(Named object pointing entries)

--- --- ---

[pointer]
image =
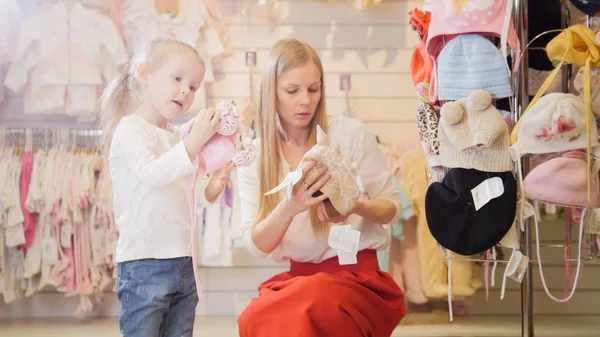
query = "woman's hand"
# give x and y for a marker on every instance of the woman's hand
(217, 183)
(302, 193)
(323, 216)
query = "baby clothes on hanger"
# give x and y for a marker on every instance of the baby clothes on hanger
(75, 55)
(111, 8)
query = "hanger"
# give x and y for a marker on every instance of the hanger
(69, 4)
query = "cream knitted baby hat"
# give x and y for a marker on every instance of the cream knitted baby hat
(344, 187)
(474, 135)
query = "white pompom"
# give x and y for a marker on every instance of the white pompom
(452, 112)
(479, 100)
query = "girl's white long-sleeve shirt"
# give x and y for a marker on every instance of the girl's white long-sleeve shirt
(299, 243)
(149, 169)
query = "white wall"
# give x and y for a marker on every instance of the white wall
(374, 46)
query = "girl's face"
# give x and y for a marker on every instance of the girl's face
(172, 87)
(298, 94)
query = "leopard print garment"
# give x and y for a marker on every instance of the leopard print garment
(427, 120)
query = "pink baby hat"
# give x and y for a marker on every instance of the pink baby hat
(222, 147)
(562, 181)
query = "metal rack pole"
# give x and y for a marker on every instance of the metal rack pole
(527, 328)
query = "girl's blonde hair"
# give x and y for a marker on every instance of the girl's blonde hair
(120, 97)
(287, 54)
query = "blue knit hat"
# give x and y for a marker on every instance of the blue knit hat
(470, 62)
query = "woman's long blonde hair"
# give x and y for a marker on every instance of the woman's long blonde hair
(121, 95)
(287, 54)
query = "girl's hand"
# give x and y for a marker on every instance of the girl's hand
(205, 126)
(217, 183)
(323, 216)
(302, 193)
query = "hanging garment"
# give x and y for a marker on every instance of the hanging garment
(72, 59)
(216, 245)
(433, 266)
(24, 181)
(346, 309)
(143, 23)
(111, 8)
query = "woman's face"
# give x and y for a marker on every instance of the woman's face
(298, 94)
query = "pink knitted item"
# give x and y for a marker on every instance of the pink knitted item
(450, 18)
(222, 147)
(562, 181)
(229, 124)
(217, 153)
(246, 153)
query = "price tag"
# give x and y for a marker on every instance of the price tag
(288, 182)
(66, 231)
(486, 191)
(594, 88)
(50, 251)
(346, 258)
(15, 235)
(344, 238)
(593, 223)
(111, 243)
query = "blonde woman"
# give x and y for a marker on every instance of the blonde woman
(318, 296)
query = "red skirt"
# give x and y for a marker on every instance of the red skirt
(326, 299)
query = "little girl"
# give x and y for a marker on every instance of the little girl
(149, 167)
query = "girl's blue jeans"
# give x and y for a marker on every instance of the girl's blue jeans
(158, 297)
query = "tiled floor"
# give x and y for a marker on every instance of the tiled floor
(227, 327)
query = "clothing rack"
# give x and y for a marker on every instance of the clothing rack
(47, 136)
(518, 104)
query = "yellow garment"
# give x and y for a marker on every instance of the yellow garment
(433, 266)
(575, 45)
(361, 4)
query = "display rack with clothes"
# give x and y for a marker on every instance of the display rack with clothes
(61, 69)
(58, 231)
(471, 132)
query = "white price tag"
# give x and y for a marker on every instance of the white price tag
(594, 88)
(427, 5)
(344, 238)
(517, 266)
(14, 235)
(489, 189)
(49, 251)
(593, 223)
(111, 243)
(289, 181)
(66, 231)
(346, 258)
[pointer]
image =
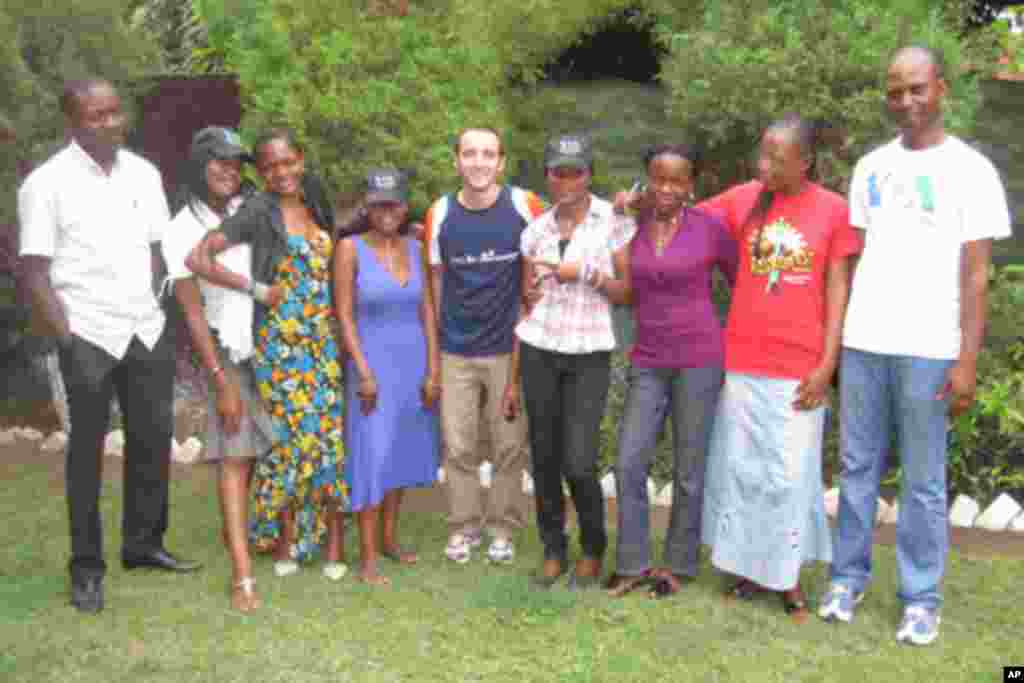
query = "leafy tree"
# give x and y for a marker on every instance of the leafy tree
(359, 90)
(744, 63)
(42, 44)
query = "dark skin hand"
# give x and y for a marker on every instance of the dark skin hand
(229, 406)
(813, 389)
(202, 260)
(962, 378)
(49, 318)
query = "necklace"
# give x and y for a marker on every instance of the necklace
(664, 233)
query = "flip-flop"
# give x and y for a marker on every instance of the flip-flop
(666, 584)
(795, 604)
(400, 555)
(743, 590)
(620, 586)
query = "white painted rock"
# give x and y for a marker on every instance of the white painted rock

--- --- ---

• **PROMPT**:
All records should be output exactly, with the pictures left out.

• **REPLY**:
[pointer]
image =
query = "woman's hand"
# give x and y for a marker on every instance of the woman's hand
(217, 183)
(302, 193)
(323, 216)
query = "baby clothes on hanger"
# give x and y for a marker on every instance of the baby clothes on hanger
(75, 55)
(111, 8)
query = "hanger"
# give x and y for a marker on every instance of the hanger
(69, 4)
query = "cream knitted baby hat"
# give x and y for a marker on every instance of the cream knitted baby hat
(344, 187)
(474, 135)
query = "white pompom"
# give x and y for a marker on every instance of the white pompom
(452, 112)
(479, 100)
query = "girl's white long-sleeve shirt"
# give x and y for a marker on every instance of the girl's white long-sleeve shirt
(299, 243)
(149, 169)
query = "white wall"
# give x and y for a marker on every instance of the white wall
(374, 46)
query = "girl's face"
# give x and y for a marker on every instance of the girl's face
(172, 87)
(298, 94)
query = "leopard print garment"
# give x and y for a marker on every instance of the leopard print garment
(427, 120)
query = "pink baby hat"
# give x and y for a marker on every instance of the pink baby hat
(222, 147)
(562, 181)
query = "metal rack pole"
# give x and y for a marker on every instance of the metal rack pole
(527, 328)
query = "girl's blonde hair"
# give x and y for a marker on every instance of the girl's blonde hair
(120, 97)
(287, 54)
query = "blue knit hat"
# give x and y for a marker on every instance of the blue knit hat
(470, 62)
query = "woman's long blonde hair"
# give x and y for a marker on every instance of the woman's long blonde hair
(121, 95)
(287, 54)
query = "girl's hand"
# give x and y for a marker on every instance of the girl's hand
(205, 126)
(217, 183)
(323, 216)
(302, 193)
query = "hanging garment"
# give x and y for a marker on every instance of the hanging garment
(72, 59)
(216, 245)
(433, 266)
(24, 181)
(346, 309)
(143, 23)
(111, 8)
query = "woman's face"
# give x and y for a marker on every instance of the woman's face
(298, 94)
query = "pink knitted item"
# give x and y for a marker on every instance of the pink knitted item
(450, 18)
(222, 147)
(562, 181)
(229, 124)
(217, 153)
(246, 153)
query = "price tag"
# give x and y for a marker on every instance of the price tag
(288, 182)
(66, 231)
(486, 191)
(594, 88)
(50, 251)
(346, 258)
(15, 235)
(344, 238)
(593, 223)
(111, 243)
query = "blonde woman"
# give x and y for a marker on every instance of the blonde woman
(318, 296)
query = "red skirt"
# give x and y for a marker on every instance of the red skirt
(326, 299)
query = "little girl"
# give x and y for a marker on every instance of the little girl
(149, 167)
query = "girl's blue jeans"
# give x and y for a marker on every instance of the girl's blue jeans
(158, 297)
query = "tiled floor"
# give x and y for a marker on every instance of the tiled floor
(227, 327)
query = "clothing rack"
# give x and y for a marker on every instance of the clothing rack
(47, 136)
(518, 104)
query = "yellow garment"
# give x and y for a marker on every instance of the yellow garment
(433, 266)
(575, 45)
(361, 4)
query = "display rack with clothes"
# give x and y for a marker on every instance of the display rack with clothes
(61, 69)
(58, 231)
(471, 132)
query = "white price tag"
# give x and y for a marker on every instance of the white price tag
(594, 88)
(427, 5)
(344, 238)
(517, 266)
(14, 235)
(489, 189)
(49, 251)
(593, 223)
(111, 243)
(289, 181)
(66, 231)
(346, 258)
[pointer]
image =
query = "leafy tree"
# give x and y for a marker on every instance of the leafy tree
(359, 90)
(744, 63)
(42, 44)
query = "dark skin hand"
# give x and y for a marker on every instance of the dark skin hand
(229, 406)
(813, 389)
(202, 260)
(962, 378)
(49, 318)
query = "necklace"
# give x and y for a marker on every instance of the necklace
(664, 233)
query = "flip-flop"
# give x and y for a marker on every instance of the flip-flop
(666, 584)
(795, 604)
(400, 555)
(743, 590)
(620, 586)
query = "white painted rock"
# give x and y for a marker on every instance of the white painted rock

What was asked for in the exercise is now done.